■ Directions
Tally up the lines below with "clicks" in them. Answer with the number only.

■ Provided records
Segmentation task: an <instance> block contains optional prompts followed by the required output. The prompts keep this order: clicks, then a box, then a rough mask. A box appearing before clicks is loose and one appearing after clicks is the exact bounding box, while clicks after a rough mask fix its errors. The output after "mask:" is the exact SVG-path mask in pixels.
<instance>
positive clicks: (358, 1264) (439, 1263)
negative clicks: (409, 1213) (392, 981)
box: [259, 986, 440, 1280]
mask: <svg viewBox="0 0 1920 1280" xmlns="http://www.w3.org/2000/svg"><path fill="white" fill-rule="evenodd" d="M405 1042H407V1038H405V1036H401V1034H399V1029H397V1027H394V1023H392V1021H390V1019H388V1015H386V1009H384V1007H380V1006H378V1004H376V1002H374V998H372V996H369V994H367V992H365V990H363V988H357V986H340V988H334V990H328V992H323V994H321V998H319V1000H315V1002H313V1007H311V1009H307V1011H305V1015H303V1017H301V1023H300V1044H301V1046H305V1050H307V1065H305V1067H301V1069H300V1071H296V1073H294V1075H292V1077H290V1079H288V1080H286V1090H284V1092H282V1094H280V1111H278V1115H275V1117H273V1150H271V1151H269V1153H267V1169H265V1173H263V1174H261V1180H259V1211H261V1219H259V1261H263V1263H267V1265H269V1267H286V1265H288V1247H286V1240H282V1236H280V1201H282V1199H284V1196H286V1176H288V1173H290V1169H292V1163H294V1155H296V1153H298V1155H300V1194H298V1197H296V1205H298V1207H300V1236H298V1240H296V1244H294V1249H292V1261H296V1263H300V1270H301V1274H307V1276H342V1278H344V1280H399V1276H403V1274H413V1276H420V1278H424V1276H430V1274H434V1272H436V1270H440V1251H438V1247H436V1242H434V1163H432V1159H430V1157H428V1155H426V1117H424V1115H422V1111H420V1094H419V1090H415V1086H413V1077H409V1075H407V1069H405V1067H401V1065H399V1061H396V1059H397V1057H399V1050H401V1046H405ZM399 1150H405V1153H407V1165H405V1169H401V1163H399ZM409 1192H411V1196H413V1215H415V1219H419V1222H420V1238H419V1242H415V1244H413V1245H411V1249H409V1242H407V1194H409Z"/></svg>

■ Answer box
3